■ Written request: Show every line of the records below that contains the word "white", matching case exactly.

── Records to process

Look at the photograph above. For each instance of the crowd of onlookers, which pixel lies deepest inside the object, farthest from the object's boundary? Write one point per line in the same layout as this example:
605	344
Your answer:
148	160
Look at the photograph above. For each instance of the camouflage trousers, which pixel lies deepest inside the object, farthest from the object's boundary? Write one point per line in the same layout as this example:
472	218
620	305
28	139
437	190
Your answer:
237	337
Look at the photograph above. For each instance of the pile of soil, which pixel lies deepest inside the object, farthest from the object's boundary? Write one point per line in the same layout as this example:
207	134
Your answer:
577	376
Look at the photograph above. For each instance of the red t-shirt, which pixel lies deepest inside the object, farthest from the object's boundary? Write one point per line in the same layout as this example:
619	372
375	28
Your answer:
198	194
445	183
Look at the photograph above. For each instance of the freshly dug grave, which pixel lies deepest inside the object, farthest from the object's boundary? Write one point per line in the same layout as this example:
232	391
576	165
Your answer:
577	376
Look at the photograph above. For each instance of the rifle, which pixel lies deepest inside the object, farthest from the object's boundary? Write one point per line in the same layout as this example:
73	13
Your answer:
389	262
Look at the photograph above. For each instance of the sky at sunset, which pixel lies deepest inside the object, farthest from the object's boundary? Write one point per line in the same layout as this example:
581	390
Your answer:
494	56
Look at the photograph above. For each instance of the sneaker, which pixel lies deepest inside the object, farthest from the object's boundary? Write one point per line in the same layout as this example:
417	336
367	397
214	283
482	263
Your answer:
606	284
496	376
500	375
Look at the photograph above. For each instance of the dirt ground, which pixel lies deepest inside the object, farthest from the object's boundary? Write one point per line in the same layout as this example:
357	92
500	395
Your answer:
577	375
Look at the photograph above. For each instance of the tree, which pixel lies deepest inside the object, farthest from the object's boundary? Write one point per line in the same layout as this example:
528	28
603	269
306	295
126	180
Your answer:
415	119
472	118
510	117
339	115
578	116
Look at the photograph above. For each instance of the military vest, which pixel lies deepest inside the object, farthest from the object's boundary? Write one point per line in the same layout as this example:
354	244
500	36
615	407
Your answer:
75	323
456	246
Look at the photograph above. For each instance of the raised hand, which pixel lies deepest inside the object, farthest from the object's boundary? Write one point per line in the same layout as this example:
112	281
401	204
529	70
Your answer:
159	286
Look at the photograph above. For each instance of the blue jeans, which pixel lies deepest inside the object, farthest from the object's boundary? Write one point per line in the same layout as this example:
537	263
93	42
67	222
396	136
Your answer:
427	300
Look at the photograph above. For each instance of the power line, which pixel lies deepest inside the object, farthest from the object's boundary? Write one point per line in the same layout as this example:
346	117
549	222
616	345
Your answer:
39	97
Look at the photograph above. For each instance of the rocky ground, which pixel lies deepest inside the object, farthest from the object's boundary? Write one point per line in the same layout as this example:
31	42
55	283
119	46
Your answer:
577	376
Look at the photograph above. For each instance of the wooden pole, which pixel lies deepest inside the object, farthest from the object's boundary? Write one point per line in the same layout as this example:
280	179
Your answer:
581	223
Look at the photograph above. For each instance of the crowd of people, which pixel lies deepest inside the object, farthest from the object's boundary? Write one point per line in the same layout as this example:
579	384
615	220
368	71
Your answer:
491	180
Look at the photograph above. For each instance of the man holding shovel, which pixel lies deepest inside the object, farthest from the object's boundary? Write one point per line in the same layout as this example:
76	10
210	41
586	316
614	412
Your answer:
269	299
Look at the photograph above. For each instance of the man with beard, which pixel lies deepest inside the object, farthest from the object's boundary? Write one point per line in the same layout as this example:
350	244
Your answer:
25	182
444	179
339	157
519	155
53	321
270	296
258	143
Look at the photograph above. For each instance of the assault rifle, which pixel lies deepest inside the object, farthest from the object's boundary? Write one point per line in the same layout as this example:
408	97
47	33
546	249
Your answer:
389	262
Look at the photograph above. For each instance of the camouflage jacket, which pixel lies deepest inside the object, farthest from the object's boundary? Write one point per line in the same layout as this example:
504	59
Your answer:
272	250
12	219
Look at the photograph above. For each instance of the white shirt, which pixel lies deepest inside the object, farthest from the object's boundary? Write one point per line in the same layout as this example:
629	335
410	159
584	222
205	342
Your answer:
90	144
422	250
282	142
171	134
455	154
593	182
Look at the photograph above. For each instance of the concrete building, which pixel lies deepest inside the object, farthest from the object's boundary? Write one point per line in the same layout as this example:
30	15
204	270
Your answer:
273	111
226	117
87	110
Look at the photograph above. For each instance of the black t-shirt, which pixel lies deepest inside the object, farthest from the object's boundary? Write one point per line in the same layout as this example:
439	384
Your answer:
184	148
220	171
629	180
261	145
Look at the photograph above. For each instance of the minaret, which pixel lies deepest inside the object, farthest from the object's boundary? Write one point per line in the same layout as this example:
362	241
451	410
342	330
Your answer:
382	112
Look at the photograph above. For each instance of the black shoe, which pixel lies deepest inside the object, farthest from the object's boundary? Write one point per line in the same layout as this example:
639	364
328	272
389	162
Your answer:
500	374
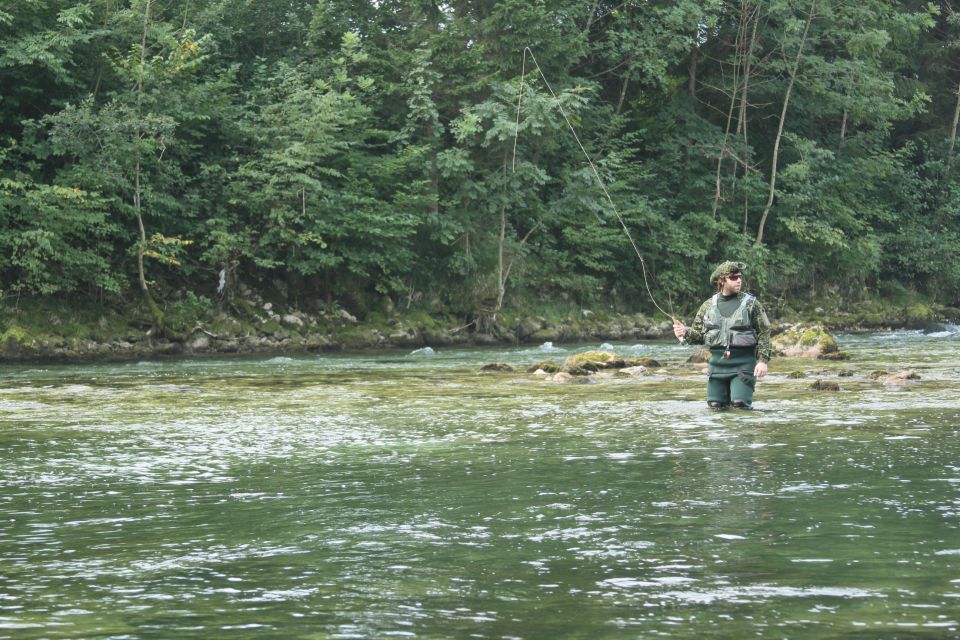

────

■ Written answer:
Look at the photograph above. For each instance of the white shirt, which pixel lies deepest inside the object, farthest from the object's boundary? Write one point per line in the same layout as this example:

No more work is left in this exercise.